## Begin Information shown

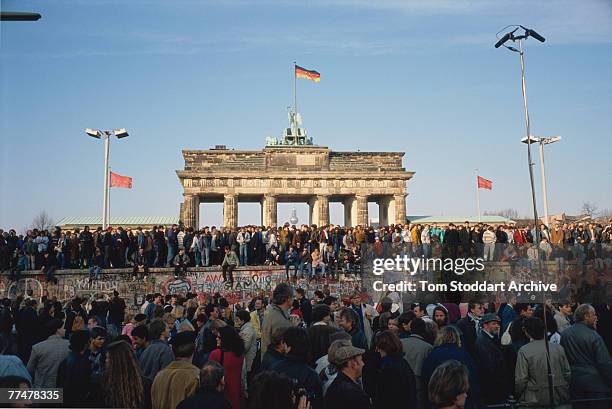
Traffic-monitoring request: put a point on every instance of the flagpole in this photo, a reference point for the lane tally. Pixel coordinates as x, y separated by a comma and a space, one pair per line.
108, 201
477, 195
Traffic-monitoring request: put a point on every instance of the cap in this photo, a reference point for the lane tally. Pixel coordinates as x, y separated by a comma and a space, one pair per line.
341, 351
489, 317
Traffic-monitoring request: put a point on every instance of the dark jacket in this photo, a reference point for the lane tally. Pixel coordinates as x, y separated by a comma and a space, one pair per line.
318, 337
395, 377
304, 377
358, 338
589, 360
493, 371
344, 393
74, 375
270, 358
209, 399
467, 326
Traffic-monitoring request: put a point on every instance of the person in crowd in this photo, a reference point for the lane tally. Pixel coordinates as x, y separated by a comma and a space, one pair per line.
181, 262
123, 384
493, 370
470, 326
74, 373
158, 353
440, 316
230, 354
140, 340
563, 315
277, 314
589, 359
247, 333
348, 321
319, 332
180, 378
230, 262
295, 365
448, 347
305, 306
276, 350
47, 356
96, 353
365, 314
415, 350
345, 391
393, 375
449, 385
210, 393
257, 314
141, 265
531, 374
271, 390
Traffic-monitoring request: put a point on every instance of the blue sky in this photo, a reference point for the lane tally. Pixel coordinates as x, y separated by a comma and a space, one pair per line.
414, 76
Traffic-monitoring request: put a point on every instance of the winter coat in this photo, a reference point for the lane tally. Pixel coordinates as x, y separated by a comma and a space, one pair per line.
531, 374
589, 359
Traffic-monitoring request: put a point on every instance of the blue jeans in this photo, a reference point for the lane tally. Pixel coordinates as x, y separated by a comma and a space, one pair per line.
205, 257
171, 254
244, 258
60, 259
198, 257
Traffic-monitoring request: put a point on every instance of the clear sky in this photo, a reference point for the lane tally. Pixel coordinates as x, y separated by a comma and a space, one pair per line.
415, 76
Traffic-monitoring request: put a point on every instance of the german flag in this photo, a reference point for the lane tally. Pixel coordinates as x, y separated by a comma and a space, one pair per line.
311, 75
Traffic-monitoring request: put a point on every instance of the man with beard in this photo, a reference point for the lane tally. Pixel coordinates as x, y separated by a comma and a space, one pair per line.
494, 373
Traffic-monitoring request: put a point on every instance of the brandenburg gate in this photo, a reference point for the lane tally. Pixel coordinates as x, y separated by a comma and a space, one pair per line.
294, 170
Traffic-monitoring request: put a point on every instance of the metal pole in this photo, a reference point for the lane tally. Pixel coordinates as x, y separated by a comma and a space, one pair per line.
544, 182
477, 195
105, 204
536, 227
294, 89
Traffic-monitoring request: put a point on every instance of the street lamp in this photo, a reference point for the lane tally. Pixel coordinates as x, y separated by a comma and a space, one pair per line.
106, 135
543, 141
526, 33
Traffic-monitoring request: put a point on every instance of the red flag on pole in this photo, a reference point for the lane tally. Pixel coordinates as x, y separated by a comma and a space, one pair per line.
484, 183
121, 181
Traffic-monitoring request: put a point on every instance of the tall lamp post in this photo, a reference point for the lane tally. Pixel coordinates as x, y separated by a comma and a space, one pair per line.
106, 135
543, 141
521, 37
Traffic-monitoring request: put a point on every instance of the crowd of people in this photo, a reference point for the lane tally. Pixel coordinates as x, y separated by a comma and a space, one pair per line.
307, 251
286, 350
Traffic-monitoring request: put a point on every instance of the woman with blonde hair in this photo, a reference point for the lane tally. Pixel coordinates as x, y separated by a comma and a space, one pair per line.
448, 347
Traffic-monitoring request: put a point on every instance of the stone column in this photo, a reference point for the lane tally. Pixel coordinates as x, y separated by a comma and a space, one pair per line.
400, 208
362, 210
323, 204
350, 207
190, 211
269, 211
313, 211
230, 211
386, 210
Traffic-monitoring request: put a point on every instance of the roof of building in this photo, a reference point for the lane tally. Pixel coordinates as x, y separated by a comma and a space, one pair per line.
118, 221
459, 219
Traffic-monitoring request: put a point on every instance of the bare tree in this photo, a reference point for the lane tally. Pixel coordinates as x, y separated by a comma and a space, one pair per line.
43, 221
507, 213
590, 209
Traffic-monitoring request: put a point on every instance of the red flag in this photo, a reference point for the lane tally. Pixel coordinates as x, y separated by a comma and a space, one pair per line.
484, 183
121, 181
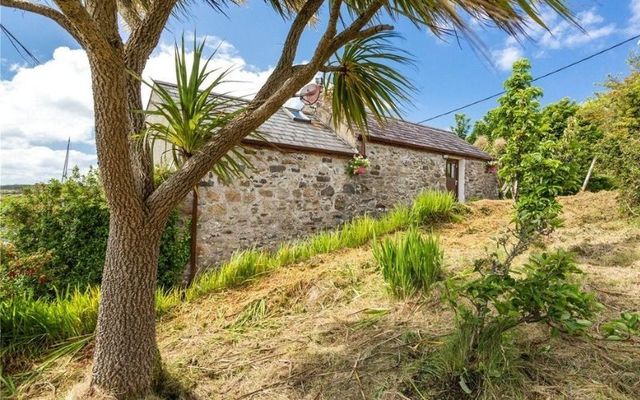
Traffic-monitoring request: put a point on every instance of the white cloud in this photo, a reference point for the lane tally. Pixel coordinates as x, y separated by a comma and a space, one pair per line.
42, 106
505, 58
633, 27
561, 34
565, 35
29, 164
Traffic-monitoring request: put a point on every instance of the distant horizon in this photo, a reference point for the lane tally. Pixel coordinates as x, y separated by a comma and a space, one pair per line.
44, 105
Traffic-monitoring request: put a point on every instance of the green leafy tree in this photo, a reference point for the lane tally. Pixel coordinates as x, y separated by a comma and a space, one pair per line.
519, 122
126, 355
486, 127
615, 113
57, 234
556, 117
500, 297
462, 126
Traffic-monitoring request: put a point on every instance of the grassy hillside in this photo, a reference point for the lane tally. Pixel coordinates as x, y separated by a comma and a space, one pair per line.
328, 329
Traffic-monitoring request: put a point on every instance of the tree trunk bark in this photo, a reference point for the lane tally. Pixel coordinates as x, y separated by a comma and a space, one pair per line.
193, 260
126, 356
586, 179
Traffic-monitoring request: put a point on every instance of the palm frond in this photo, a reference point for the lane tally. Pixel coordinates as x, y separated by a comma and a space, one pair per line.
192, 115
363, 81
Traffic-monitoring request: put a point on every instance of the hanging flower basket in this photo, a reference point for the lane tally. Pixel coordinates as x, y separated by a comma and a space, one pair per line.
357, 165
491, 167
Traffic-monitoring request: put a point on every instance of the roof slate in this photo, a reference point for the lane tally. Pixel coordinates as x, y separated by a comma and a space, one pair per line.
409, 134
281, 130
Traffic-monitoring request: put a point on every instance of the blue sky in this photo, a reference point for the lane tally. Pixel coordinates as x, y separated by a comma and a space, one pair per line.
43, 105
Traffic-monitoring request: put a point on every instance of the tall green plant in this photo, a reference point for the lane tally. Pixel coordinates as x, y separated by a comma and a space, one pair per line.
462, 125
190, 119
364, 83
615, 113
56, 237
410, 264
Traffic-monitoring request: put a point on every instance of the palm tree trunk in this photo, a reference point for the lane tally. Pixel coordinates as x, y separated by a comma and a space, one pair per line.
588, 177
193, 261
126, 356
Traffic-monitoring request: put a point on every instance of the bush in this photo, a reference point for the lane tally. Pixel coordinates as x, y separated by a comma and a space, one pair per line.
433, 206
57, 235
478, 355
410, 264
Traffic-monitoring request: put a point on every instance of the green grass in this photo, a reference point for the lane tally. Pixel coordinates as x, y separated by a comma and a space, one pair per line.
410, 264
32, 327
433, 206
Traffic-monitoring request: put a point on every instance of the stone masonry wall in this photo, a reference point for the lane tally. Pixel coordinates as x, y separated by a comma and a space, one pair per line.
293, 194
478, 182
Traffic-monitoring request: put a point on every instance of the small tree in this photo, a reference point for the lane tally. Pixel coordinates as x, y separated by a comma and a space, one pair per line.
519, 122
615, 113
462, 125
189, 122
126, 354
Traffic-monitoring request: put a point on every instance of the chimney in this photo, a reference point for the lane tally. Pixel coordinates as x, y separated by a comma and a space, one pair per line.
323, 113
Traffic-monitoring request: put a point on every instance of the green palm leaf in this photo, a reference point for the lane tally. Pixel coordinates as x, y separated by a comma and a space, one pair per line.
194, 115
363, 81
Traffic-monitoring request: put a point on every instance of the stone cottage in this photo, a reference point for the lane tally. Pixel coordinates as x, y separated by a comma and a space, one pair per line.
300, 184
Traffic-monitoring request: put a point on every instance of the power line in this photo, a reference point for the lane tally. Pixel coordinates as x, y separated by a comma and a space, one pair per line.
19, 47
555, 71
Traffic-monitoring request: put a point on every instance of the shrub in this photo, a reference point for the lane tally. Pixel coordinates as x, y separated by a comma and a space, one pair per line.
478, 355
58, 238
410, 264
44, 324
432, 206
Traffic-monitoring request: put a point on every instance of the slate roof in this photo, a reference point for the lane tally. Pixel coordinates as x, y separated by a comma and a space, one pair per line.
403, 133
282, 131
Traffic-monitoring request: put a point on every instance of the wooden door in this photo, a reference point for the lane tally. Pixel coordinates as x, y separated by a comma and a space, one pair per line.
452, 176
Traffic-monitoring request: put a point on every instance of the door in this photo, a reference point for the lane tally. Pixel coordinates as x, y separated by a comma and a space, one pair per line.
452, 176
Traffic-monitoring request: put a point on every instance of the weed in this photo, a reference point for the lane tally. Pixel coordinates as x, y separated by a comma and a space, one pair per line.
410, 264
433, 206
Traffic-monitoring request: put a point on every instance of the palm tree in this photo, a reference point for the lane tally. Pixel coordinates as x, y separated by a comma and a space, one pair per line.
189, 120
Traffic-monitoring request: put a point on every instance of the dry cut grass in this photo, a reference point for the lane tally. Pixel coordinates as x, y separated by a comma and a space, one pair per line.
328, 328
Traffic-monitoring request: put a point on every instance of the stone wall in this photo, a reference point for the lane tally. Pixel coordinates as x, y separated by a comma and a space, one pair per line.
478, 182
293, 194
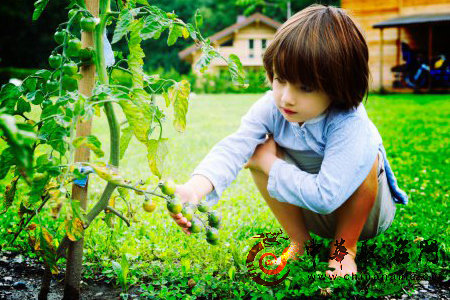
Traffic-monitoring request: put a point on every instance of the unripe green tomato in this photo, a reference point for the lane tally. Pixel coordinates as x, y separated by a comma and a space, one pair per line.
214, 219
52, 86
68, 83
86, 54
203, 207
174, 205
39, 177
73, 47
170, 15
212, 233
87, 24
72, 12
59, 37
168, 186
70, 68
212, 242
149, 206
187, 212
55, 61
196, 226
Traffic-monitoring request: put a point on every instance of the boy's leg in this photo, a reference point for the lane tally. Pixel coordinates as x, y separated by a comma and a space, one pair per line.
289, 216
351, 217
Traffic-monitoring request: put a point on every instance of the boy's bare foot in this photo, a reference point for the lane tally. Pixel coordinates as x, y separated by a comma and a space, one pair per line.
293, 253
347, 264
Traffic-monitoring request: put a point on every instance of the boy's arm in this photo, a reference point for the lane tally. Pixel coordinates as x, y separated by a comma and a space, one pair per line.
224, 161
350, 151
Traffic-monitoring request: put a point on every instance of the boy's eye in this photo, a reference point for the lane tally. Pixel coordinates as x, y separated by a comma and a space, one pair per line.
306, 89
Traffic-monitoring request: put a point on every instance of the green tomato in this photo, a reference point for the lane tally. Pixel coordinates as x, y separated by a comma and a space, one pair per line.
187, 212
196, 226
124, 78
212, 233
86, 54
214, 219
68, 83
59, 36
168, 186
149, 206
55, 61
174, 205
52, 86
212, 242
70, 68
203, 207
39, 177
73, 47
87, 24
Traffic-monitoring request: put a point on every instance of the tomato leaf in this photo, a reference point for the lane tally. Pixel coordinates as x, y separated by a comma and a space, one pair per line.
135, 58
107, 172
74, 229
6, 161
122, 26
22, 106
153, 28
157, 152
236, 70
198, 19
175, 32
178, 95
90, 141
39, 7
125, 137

## End Information shown

» Brief: Extract every line from the one with "the boy's leg" down to the final line above, both included, exactly as written.

» Answer to this problem:
Traffic-monitoring request: put a point on every instance of the boy's leg in this photo, a reference point for the lane tally. Pixel coordinates as x, y separated by a comma and a space, one pair per line.
289, 216
351, 217
Traffic-monitoring request: put a point on every instance of the boy's bare foot in this photo, a reference point for the lane tally. Pixel coordinates as x, y separated by a comma and a space, one pair per line.
293, 253
347, 264
Traffic-monitoring request: put a point on every instance of the boy's arm in this photo, a reference point for the lane tally. Pixel coordinates as x, y separated by a comma and a space, one pair per line.
224, 161
350, 151
Traffic-monitoring request: put a point on every instance of the boy's eye in this photo, a reference point for the lane tally. Pixel coordinates as x, y separated by a comma and a space, one pair per line.
306, 89
Traffic-monitoring request: put a point on every instance of the green tomato in this photo, a reference point for the lane tally. Pixel coordinates as x, y separated by a comma and a space, one pair per line.
187, 212
196, 226
124, 78
212, 233
86, 54
214, 219
68, 83
59, 36
168, 186
149, 206
55, 61
174, 205
52, 86
212, 242
70, 68
203, 207
39, 177
73, 47
87, 24
Traffic-monitoring request: put a point on every instance of the tomato leaf in this photo, a reference point for the lane tally. Pixel coordinates as x, y separated by a comma and a space, one pair per line.
135, 58
107, 172
74, 229
6, 161
122, 26
22, 106
153, 28
157, 152
236, 70
198, 19
175, 32
178, 95
90, 141
39, 7
125, 137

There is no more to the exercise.